**対象の文章:**
不破雷蔵「グラフ化してみる」「さぐる」ジャーナブロガー 検証・解説者
↑ インターネットでニュースを見よう、ではどこのサイトで見ようか?(写真:アフロ)

・インターネットでニュースを見る時にアクセスするサイトのトップはポータルサイト。8割強の人が利用(2018年度)。

・高齢層では新聞社などのサイトの利用が増えるが、それでも2割近くまで。

・18~19歳と20代ではポータルサイトよりもSNSでニュースを見る人が多い。

多くの人達がインターネット経由でニュースを見ている。それではその人達は具体的にどのようなサイトで、インターネットを用いてニュースを見ているのだろうか。新聞通信調査会が2018年11月に発表した「メディアに関する世論調査」(※)の結果を基に確認する。

今調査対象母集団では2/3近くが頻度は問わず、そして毎日ならば4割近くがインターネット経由でニュースを閲覧している。

↑ インターネットニュースの閲覧頻度
↑ インターネットニュースの閲覧頻度

それではこのインターネットニュースの閲覧者は、どのようなルートでニュースを取得しているのだろうか。おおよそ想定できる選択肢「ポータルサイト」「SNS(ソーシャルメディア)」「新聞社・通信社・テレビ放送局の公式サイト」「キュレーションサイト」と、それ以外をまとめて「その他」で提示し、複数回答で尋ねた結果が次のグラフ。なお「キュレーションサイト」は2018年度から選択肢に加わっている。

↑ インターネットニュースを見る時、アクセスするサイト(複数回答、該当者限定)
↑ インターネットニュースを見る時、アクセスするサイト(複数回答、該当者限定)

直近2018年度では検索エンジンなどのポータルサイトに掲載されている、新聞社や通信社などから配信のニュースを見ている人がもっとも多く84.6%。次いでLINEやTwitter、FacebookのようなSNS(「SNS」の言葉の意味として厳密にはLINEは該当しないが、広義では該当し、今件調査でもSNSとして扱っている)で見ているとの人が31.5%。新聞社や通信社、テレビ放送局のような従来型の報道メディアが直接提供しているインターネット上のニュースを見ている人は14.1%。スマートニュースやグノシー、News Picksのようなキュレーションサイトで見ている人は11.1%。その他、例えば個人サイトや個別商品・サービスなどの企業サイト、プレスリリース集約サイトなどでニュースを確認する人は1.7%に限られている。ポータルサイトを利用する人がこれだけ多数に上るのは、そのサイト自身の信頼性に加え、多サイトを巡ること無く一か所でまとめて確認できる利便性によるところが大きい。個別の専門店にそれぞれ足を運ぶより、何でもそろうコンビニやスーパーでまとめ買いするようなもの。

**利用可能なデータ:**
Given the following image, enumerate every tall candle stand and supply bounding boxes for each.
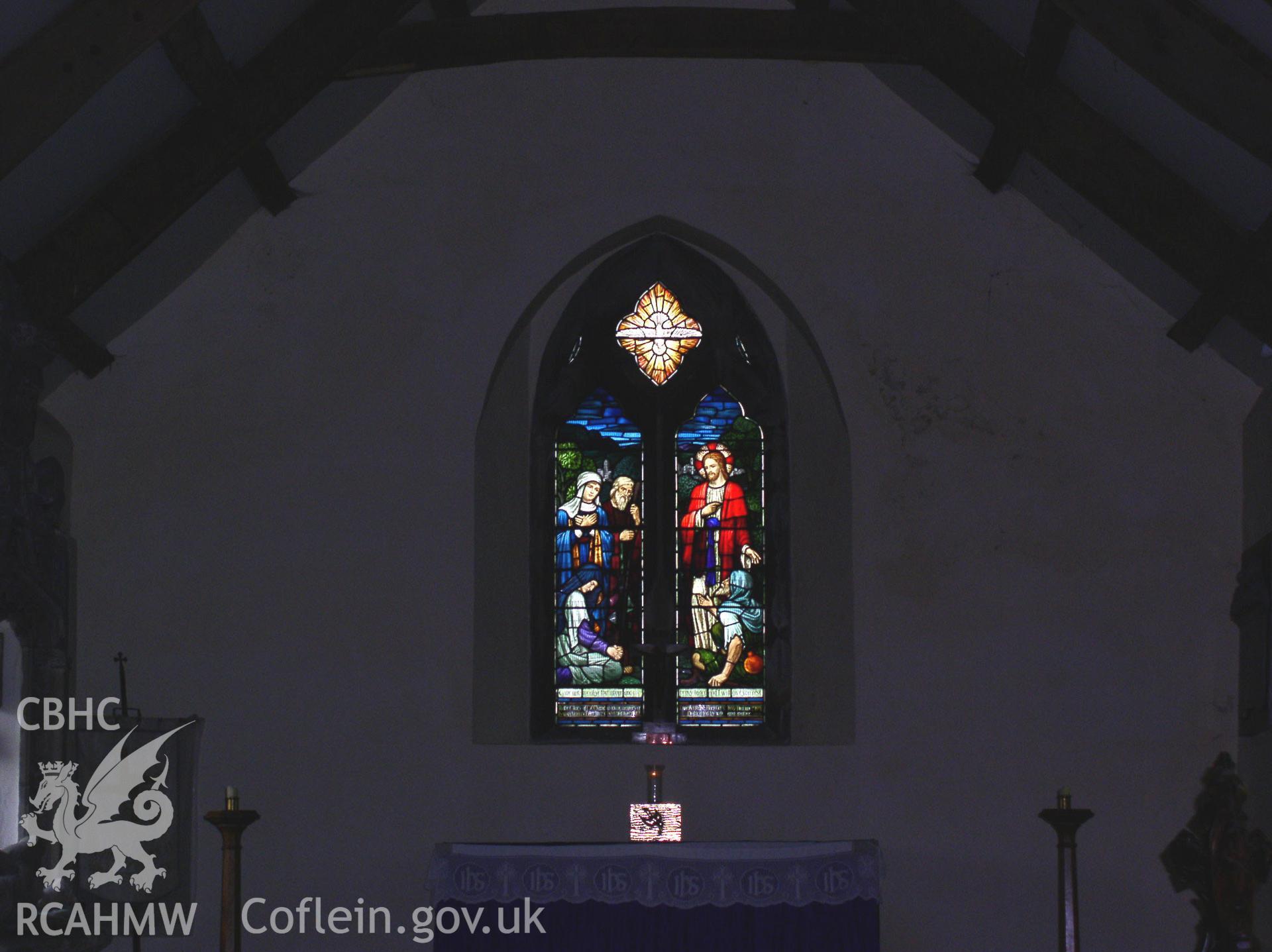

**練習問題:**
**a)** 対象の文章から、「それではこのインターネットニ」から「度から選択肢に加わっている。」までの部分を一字一句そのまま抜き出してください。
**b)** 次の記述(i)~(iii)が対象の文章の内容と一致するかを「はい」または「いいえ」で答え、判断の決め手となる箇所を本文から正確に引用してください。(i) 2018年度にポータルサイトでニュースを見ている人は84.6%である。(ii) 「キュレーションサイト」は調査の当初から選択肢に含まれていた。(iii) この調査ではLINEはSNSとして扱われていない。

**各課題の解答:**
**a)**
それではこのインターネットニュースの閲覧者は、どのようなルートでニュースを取得しているのだろうか。おおよそ想定できる選択肢「ポータルサイト」「SNS(ソーシャルメディア)」「新聞社・通信社・テレビ放送局の公式サイト」「キュレーションサイト」と、それ以外をまとめて「その他」で提示し、複数回答で尋ねた結果が次のグラフ。なお「キュレーションサイト」は2018年度から選択肢に加わっている。

**b)**
(i) はい。「直近2018年度では検索エンジンなどのポータルサイトに掲載されている、新聞社や通信社などから配信のニュースを見ている人がもっとも多く84.6%」
(ii) いいえ。「なお「キュレーションサイト」は2018年度から選択肢に加わっている」
(iii) いいえ。「広義では該当し、今件調査でもSNSとして扱っている」